▶ TASK INSTRUCTIONS
1. Answer these questions about the article on Maharashtra's floor space rules:
(a) What ancillary FSI has been proposed for residential construction?
(b) What is the current average commercial FSI usage across Maharashtra?
(c) Which department notified the UDCPR?
2. Return, word for word, the passage of the Maharashtra FSI article that starts at "To boost economic" and ends at "municipal corporation limits.".

▶ EXTRACT
• • • • • • •
Eyeing more real estate investments in Maharashtra’s emerging cities and towns, the Uddhav Thackeray-led government, on Friday, considerably hiked the bulk Floor Space Index (FSI) levels – known internationally as floor area ratio – for construction activities in these regions.
FSI is a tool that defines the extent of construction that is permissible on a plot. It is the ratio of the total built-up area to the total plot area.
To boost economic activity and expand the job market in urban neighbourhoods beyond the Mumbai Metropolitan Region (MMR), Maharashtra’s new unified development regulations offer an FSI up to five for any form of commercial development on plots situated in both residential and commercial zones within the municipal corporation limits.
With the exception of areas within Mumbai, and certain specially carved out “special planning areas”, the Unified Development Control and Promotion Regulation (UDCPR), notified by the state’s Urban Development Department on Friday, will be applicable across all municipal corporations, metropolitan areas and municipal councils.
An FSI of five means built-up areas up to five times the plot size. Currently, the average commercial FSI usage across Maharashtra is less than three. Further considering that the new regulations have allowed an “ancillary FSI” of 80 per cent construction over and above the admissible FSI upon payment of premiums, the actual build-able space for such commercial developments can be as high as nine times the plot area.
The ancillary FSI is a new concept introduced in the UDCPR to denote common areas such as lift, lobbies, staircases, flower beds, etc., which were earlier excluded from FSI computation. For residential construction, ancillary FSI of 60 per cent has been proposed.
While the building industry has welcomed the FSI hike, government town planners have questioned the move of the high FSI without indexing it to the availability of physical and social infrastructure.
• • • • • • •
▶ COLLECTED DATA

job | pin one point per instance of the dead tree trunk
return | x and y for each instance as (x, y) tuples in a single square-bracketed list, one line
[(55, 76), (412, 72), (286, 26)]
• • • • • • •
▶ TASK-BY-TASK SOLUTIONS
1.
(a) 60 per cent.
(b) Less than three.
(c) The state's Urban Development Department.

2.
To boost economic activity and expand the job market in urban neighbourhoods beyond the Mumbai Metropolitan Region (MMR), Maharashtra’s new unified development regulations offer an FSI up to five for any form of commercial development on plots situated in both residential and commercial zones within the municipal corporation limits.